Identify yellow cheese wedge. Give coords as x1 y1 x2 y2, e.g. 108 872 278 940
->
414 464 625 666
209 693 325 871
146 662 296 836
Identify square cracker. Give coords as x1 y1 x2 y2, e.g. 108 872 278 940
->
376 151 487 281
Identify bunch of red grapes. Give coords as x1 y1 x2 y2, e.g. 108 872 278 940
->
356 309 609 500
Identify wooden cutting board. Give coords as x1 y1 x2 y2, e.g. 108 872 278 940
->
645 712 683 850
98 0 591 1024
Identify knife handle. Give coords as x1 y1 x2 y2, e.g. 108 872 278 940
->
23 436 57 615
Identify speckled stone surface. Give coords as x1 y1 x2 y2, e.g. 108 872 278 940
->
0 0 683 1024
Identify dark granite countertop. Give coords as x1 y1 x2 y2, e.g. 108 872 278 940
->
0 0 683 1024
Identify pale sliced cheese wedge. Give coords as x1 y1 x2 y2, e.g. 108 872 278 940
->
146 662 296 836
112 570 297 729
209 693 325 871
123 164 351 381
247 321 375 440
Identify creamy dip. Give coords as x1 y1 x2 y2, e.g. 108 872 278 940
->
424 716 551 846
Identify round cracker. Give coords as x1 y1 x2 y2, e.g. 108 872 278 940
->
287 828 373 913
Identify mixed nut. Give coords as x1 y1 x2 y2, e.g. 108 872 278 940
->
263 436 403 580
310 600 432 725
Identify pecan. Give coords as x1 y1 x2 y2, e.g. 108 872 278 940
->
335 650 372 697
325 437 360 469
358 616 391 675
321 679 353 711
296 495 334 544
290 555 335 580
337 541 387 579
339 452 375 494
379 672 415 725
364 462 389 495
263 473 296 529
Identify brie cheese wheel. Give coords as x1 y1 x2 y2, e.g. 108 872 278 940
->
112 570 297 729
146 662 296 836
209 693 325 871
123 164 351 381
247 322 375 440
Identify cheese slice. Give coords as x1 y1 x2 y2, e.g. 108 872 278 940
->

• • • •

Put every line of the items above into a JSON array of strings, one string per line, with blank lines omitted.

[
  "Identify yellow cheese wedge. Give coords as x1 y1 x2 y2, e.g. 108 872 278 940",
  "->",
  "414 464 625 666",
  "209 693 325 871",
  "146 662 296 836",
  "Identify square cracker. Give coords as x1 y1 x2 y2, e.g. 108 872 278 940",
  "->",
  "376 151 487 281",
  "Identify bunch of red grapes. Give coords as x1 y1 x2 y2, e.g. 108 872 278 940",
  "->",
  "356 309 609 500",
  "Identify wooden cutting board. Give coords as x1 y1 x2 y2, e.g. 108 872 278 940",
  "->",
  "645 712 683 850",
  "98 0 591 1024",
  "Identify knife handle. Give coords as x1 y1 x2 y2, e.g. 108 872 278 940",
  "->",
  "23 436 57 615",
  "Identify speckled stone surface. Give coords as x1 y1 x2 y2, e.g. 108 872 278 940",
  "->",
  "0 0 683 1024",
  "Identify dark granite countertop. Give coords as x1 y1 x2 y2, e.g. 108 872 278 940",
  "->",
  "0 0 683 1024",
  "Identify pale sliced cheese wedge. Give coords as x1 y1 x2 y2, e.g. 108 872 278 940",
  "->",
  "146 662 296 836",
  "112 570 297 729",
  "209 693 325 871",
  "123 164 351 381",
  "247 321 375 440",
  "Identify creamy dip. Give coords as x1 y1 x2 y2, e.g. 108 872 278 940",
  "->",
  "424 716 551 846",
  "Identify round cracker. Give coords as x1 y1 x2 y2, e.g. 108 872 278 940",
  "->",
  "287 828 373 913",
  "Identify mixed nut. Give coords as x1 y1 x2 y2, e.g. 108 872 278 940",
  "->",
  "263 436 403 580",
  "310 600 432 725",
  "Identify pecan. Give coords as x1 y1 x2 y2, e.g. 108 872 278 940",
  "->",
  "335 650 372 697",
  "325 437 360 469",
  "358 616 391 675",
  "321 679 353 711",
  "296 495 334 544",
  "290 555 335 580",
  "337 541 387 579",
  "339 452 375 494",
  "379 672 415 725",
  "364 462 389 495",
  "263 473 296 529",
  "Identify brie cheese wheel. Give coords as x1 y1 x2 y2, e.g. 108 872 278 940",
  "->",
  "112 570 297 729",
  "146 662 296 836",
  "209 693 325 871",
  "123 164 351 381",
  "247 322 375 440",
  "Identify cheese slice. Give coords as x1 y1 x2 y2, e.g. 108 872 278 940",
  "->"
]